17 Dec 2020

Materialize: Querying JSON files

I recently learnt about Materialize, a SQL streaming database, via their Series B fundraising announcement, and thought I’d take it for a spin.

My go-to dataset for new databases is Strava, an app that I use to record my runs. It has an API that returns a JSON representation of each run, containing information like the distance covered, elapsed time, heart rate metrics, and more.

I’ve extracted my latest 30 activities to a file in the JSON lines format and in this post we’re going to analyse that data using Materialize.

The data is stored in the activities-clean.json file on the mneedham/materialize-sandbox repository. Below is an example of the first line in this file:

JSON {"resource_state":2,"athlete":{"id":6958432,"resource_state":1},"name":"Morning Run","distance":14175.1,"moving_time":4222,"elapsed_time":4391,"total_elevation_gain":105.4,"type":"Run","workout_type":null,"id":4470124807,"upload_id":4776694342,"start_date":"2020-12-14T05:31:43Z","start_date_local":"2020-12-14T05:31:43Z","timezone":"(GMT+00:00) Europe/London","utc_offset":0,"location_city":null,"location_state":null,"location_country":"United Kingdom","achievement_count":0,"kudos_count":2,"comment_count":0,"athlete_count":1,"photo_count":0,"trainer":false,"commute":false,"manual":false,"private":false,"visibility":"everyone","flagged":false,"gear_id":"g7064038","from_accepted_tag":false,"upload_id_str":"4776694342","average_speed":3.357,"max_speed":4.3,"average_cadence":87.4,"has_heartrate":true,"average_heartrate":150.3,"max_heartrate":168,"heartrate_opt_out":false,"display_hide_heartrate_option":true,"elev_high":76.2,"elev_low":25,"pr_count":0,"total_photo_count":0,"has_kudoed":false,"suffer_score":116}

Connecting to Materialize

We’re going to query that data using Materialize, which we’ll set up using the following Docker Compose configuration:

docker-compose.yml

YAML   version: '3'
  services:
    materialize:
      image: materialize/materialized:v0.5.3
      container_name: "materialize-sandbox-docker-compose"

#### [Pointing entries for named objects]

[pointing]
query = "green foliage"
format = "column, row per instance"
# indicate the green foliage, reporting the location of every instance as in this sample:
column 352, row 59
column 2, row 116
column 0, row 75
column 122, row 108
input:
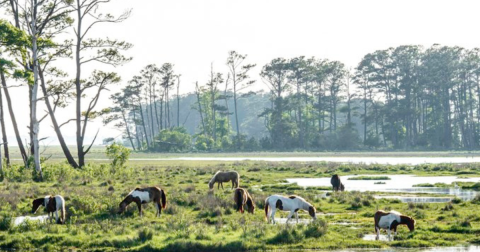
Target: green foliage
column 203, row 143
column 173, row 140
column 118, row 154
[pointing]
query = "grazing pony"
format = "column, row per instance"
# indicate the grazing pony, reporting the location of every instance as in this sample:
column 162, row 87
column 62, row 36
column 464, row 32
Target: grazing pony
column 51, row 204
column 291, row 203
column 337, row 183
column 390, row 221
column 221, row 177
column 242, row 197
column 145, row 195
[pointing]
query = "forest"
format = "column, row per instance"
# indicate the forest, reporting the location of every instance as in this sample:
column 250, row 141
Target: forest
column 403, row 98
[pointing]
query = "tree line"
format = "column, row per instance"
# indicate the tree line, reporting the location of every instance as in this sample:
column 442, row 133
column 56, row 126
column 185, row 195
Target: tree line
column 406, row 98
column 35, row 35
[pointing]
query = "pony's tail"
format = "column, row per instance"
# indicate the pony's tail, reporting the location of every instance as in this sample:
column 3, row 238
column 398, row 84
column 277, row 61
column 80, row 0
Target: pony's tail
column 238, row 199
column 266, row 209
column 164, row 200
column 63, row 213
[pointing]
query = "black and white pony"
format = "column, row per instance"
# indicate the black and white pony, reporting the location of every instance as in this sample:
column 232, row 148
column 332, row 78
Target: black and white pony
column 337, row 183
column 390, row 221
column 291, row 203
column 52, row 204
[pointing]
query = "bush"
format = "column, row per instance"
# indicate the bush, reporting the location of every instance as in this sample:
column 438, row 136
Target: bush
column 173, row 140
column 316, row 229
column 119, row 155
column 204, row 143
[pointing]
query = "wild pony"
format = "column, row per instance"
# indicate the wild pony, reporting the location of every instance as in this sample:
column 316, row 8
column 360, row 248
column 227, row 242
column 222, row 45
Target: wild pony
column 390, row 221
column 337, row 183
column 143, row 196
column 51, row 204
column 221, row 177
column 241, row 197
column 291, row 203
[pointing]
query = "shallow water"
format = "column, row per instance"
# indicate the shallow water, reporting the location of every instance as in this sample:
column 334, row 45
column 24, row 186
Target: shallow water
column 397, row 183
column 19, row 220
column 355, row 160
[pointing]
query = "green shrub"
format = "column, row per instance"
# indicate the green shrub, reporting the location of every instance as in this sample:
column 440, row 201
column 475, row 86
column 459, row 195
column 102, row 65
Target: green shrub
column 316, row 229
column 119, row 155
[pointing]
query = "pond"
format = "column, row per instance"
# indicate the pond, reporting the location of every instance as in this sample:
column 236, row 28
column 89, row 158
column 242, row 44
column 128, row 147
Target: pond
column 398, row 183
column 354, row 160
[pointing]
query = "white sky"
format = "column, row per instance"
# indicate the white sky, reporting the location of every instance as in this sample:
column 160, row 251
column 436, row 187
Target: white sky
column 192, row 34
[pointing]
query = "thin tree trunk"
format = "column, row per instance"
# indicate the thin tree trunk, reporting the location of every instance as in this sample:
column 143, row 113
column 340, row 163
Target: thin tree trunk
column 4, row 131
column 61, row 140
column 34, row 122
column 128, row 130
column 23, row 153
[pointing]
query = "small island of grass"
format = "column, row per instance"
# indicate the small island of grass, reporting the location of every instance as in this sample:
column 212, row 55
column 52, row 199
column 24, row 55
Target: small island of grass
column 369, row 178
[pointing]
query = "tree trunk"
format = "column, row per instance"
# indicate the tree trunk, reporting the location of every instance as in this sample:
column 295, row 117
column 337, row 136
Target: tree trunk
column 61, row 140
column 34, row 122
column 23, row 153
column 4, row 131
column 128, row 130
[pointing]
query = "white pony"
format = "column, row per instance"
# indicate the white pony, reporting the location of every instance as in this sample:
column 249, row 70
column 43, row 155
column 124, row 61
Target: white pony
column 291, row 203
column 51, row 204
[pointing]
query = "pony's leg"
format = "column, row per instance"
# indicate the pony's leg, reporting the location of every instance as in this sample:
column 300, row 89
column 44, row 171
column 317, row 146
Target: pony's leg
column 139, row 205
column 290, row 215
column 272, row 215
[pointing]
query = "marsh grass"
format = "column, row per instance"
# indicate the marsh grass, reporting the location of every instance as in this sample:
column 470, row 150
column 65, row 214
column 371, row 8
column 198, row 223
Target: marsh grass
column 197, row 219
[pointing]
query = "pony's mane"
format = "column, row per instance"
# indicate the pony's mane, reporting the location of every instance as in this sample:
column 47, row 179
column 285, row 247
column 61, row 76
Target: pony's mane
column 395, row 212
column 214, row 176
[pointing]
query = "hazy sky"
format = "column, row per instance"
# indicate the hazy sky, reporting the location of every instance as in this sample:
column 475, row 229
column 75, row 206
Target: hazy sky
column 192, row 34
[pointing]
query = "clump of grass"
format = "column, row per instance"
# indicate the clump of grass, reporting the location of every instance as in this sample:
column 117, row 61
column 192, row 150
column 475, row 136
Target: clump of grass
column 370, row 178
column 316, row 229
column 145, row 235
column 287, row 235
column 6, row 222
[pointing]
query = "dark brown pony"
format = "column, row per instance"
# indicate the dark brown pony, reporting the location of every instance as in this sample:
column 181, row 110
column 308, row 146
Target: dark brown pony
column 221, row 177
column 390, row 221
column 241, row 197
column 144, row 195
column 337, row 183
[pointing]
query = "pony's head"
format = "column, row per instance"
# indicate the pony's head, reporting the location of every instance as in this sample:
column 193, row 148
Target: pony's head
column 312, row 211
column 124, row 204
column 410, row 223
column 36, row 204
column 251, row 205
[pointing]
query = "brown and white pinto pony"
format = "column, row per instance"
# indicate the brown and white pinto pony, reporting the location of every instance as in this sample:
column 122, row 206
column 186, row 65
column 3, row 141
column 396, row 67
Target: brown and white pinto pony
column 221, row 177
column 241, row 197
column 390, row 221
column 145, row 195
column 52, row 204
column 291, row 203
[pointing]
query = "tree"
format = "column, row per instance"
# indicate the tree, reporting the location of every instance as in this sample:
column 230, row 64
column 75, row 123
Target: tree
column 87, row 50
column 240, row 80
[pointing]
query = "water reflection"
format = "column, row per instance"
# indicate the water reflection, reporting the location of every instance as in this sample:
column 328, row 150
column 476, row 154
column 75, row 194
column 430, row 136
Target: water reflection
column 397, row 183
column 21, row 219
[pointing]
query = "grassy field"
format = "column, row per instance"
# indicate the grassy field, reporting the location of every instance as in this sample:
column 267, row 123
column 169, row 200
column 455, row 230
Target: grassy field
column 98, row 152
column 198, row 220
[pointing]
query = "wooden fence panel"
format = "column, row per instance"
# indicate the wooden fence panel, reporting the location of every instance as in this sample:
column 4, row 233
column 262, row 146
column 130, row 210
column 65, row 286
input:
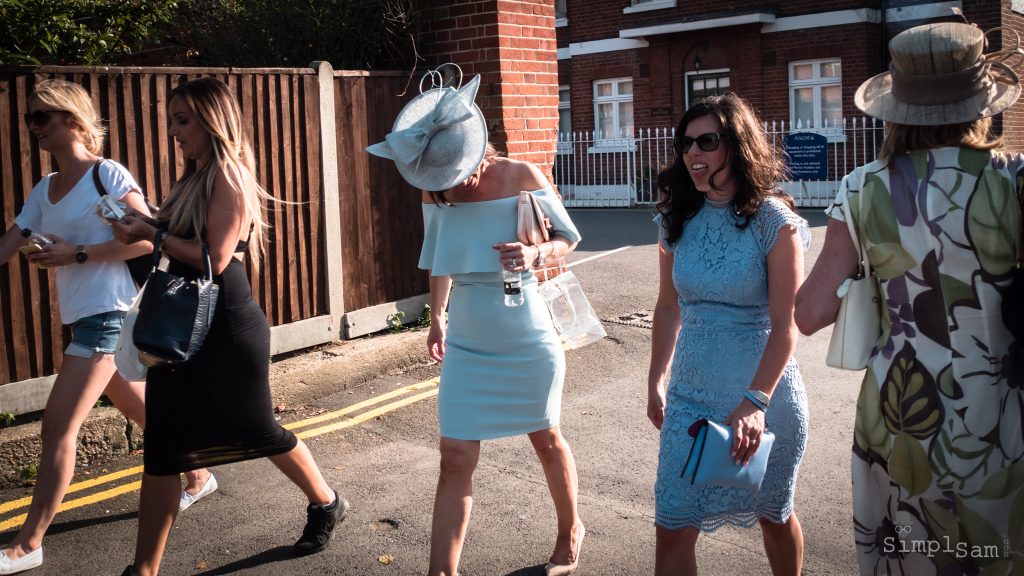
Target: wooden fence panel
column 282, row 109
column 381, row 221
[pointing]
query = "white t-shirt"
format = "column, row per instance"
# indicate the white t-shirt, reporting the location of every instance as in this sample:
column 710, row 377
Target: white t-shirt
column 89, row 288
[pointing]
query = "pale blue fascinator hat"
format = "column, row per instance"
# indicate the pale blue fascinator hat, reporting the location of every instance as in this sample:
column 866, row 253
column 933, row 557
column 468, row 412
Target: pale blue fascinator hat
column 439, row 137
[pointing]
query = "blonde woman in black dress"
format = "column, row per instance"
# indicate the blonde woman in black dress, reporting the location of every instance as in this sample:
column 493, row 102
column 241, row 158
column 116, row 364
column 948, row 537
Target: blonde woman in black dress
column 215, row 409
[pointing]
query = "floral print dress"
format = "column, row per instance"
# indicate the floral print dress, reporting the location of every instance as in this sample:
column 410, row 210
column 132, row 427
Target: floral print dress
column 938, row 453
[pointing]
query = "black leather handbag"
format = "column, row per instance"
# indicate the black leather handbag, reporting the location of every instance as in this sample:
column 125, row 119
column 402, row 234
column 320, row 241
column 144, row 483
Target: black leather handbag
column 174, row 314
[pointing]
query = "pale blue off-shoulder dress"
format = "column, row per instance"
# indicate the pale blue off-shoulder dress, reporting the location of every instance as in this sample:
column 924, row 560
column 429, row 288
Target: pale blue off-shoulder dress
column 504, row 367
column 721, row 276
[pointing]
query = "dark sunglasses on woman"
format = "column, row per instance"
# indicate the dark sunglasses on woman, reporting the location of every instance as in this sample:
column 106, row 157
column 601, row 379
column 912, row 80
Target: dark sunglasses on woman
column 40, row 117
column 707, row 142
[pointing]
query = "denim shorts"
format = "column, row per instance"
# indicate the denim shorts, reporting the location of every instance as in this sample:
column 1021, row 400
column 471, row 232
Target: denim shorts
column 95, row 333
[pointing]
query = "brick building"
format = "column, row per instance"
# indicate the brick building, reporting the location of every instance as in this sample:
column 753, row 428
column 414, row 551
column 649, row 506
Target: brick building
column 626, row 65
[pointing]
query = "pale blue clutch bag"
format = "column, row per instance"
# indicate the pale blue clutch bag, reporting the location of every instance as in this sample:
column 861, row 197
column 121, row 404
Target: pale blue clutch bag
column 711, row 462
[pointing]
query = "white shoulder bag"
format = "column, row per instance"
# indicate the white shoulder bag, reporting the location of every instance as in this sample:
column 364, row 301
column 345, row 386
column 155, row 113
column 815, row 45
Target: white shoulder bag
column 858, row 324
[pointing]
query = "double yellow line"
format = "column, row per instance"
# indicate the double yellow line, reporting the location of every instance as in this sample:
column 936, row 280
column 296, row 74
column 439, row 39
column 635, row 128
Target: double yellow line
column 330, row 421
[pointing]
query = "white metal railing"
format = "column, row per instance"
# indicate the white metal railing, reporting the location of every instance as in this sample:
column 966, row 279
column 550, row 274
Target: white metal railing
column 594, row 172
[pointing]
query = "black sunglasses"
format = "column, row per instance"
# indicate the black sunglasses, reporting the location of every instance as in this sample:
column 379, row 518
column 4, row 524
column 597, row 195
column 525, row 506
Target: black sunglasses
column 40, row 117
column 707, row 142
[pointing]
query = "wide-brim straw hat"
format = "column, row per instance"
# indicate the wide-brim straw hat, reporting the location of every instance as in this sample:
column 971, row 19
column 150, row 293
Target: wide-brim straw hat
column 940, row 75
column 438, row 138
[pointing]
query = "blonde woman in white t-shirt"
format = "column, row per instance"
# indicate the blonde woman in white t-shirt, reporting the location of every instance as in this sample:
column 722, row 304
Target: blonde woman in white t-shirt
column 94, row 289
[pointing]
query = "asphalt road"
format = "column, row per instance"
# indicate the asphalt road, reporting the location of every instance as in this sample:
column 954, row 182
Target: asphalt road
column 385, row 462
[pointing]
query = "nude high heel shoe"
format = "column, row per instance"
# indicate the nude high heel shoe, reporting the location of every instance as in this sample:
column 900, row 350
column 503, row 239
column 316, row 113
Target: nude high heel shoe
column 552, row 569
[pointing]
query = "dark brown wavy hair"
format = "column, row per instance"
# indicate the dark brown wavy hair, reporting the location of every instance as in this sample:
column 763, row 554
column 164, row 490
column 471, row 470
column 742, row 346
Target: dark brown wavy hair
column 755, row 163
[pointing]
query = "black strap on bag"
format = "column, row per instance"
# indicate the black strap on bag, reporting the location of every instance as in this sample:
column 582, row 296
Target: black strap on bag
column 174, row 314
column 138, row 266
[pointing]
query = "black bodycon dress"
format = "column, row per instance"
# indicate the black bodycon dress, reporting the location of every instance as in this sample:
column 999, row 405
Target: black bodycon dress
column 216, row 409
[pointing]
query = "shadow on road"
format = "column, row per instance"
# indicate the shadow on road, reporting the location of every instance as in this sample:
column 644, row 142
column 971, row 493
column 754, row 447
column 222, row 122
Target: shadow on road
column 528, row 571
column 61, row 527
column 279, row 553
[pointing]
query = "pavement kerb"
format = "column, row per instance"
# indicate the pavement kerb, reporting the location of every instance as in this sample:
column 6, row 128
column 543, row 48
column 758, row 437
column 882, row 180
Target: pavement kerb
column 297, row 379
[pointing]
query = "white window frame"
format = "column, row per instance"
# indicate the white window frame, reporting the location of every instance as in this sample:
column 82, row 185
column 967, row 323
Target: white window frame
column 816, row 82
column 644, row 5
column 689, row 74
column 614, row 98
column 564, row 147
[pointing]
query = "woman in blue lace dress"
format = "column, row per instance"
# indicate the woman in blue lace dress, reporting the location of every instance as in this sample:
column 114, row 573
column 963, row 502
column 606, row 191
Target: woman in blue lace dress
column 730, row 260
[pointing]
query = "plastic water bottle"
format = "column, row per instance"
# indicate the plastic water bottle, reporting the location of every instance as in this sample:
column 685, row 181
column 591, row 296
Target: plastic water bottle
column 513, row 288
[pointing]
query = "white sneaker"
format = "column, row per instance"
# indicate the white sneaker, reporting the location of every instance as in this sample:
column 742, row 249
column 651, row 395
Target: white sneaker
column 187, row 499
column 28, row 562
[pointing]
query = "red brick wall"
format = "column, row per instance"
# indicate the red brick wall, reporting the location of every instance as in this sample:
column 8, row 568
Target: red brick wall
column 511, row 44
column 857, row 45
column 758, row 69
column 1013, row 119
column 597, row 19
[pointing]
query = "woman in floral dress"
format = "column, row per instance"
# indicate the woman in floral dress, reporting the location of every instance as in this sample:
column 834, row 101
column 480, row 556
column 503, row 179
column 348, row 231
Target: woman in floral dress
column 938, row 454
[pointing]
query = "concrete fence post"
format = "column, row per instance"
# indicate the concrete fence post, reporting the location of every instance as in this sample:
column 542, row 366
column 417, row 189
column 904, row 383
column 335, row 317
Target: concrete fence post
column 332, row 206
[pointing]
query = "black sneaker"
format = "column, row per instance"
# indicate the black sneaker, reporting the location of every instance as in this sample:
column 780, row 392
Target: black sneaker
column 321, row 522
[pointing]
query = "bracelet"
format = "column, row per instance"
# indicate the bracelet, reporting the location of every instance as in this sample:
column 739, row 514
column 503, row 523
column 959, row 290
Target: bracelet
column 756, row 398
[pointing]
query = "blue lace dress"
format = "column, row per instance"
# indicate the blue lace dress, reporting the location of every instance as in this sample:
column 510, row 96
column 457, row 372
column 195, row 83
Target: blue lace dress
column 720, row 274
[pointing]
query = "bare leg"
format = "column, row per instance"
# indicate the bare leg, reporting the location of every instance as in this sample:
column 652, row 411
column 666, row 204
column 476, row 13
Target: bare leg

#### [SHORT TASK 1]
Select each line of the entries that contains the word "pond".
#### [SHORT TASK 2]
Extend the post on querying JSON files with Materialize, picking up right after its final line.
The post on querying JSON files with Materialize has nothing to do with the entries.

#### [ANSWER 1]
query = "pond"
# indicate the pond, reporting the location of every instance as in this sample:
Target: pond

#### [ANSWER 2]
      volumes:
        - ./data:/data
      ports:
        - "6875:6875"

The data directory containing the activities-clean.json file is in the mneedham/materialize-sandbox/strava GitHub repository. The repository also contains setup instructions.

Once we’ve cloned that repository, we can launch Materialize by running the following command:

BASH docker-compose up

We should see the following output:

Results

Dec 16 16:13:15.027  INFO materialized: booting server
materialized v0.5.3 (f56c5a8a3)
OpenSSL 1.1.1g  21 Apr 2020
librdkafka v1.5.0
....
=======================================================================
Thank you for trying Materialize!

We are interested in any and all feedback you have, which may be able
to improve both our software and your queries! Please reach out at:

    Web: https://materialize.com
    GitHub issues: https://github.com/MaterializeInc/materialize/issues
    Email: support@materialize.io
    Twitter: @MaterializeInc
=======================================================================
materialized v0.5.3 (f56c5a8a3) listening on 0.0.0.0:6875...

We’re now ready to connect to Materialize, which we can do using the psql CLI tool:

BASH psql -h localhost -p 6875 materialize

Results

psql (12.5 (Ubuntu 12.5-0ubuntu0.20.04.1), server 9.5.0)
Type "help" for help.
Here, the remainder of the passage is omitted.